(Region annotation entries)
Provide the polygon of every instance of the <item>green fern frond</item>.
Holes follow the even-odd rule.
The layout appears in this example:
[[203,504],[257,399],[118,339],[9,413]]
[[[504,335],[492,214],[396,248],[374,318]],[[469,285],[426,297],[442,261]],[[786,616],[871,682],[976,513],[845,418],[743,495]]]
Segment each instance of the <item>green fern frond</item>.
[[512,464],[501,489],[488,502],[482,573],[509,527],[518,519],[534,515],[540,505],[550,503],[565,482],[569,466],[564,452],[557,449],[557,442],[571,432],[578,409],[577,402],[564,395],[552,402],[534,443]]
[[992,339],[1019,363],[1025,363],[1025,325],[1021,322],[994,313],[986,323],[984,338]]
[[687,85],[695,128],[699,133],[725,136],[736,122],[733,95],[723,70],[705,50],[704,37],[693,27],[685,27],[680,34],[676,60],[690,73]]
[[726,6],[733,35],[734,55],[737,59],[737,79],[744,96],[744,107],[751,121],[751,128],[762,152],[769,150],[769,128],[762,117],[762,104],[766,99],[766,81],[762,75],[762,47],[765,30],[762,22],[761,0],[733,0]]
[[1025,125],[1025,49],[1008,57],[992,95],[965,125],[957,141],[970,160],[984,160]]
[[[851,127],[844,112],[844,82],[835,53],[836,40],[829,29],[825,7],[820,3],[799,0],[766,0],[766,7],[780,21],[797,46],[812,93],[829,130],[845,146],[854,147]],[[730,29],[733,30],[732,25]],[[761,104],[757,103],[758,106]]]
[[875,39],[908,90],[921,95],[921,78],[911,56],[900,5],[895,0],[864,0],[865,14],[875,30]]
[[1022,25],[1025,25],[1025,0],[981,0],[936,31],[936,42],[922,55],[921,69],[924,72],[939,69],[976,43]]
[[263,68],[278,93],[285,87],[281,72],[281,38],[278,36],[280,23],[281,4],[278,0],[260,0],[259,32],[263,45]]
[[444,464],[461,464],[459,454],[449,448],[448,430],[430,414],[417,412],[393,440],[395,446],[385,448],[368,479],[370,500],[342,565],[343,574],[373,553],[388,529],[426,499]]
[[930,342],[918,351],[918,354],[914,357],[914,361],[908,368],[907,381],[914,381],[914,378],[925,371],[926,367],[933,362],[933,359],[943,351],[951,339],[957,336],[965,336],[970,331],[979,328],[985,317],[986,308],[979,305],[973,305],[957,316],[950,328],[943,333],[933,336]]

● PROBLEM DESCRIPTION:
Pick out every line above that contains the string "fern" and copy each one. Letter case must match.

● SOLUTION TO THIS PROBLEM:
Provide the polygon of every instance of the <item>green fern frond</item>.
Segment each instance of the <item>green fern frond</item>.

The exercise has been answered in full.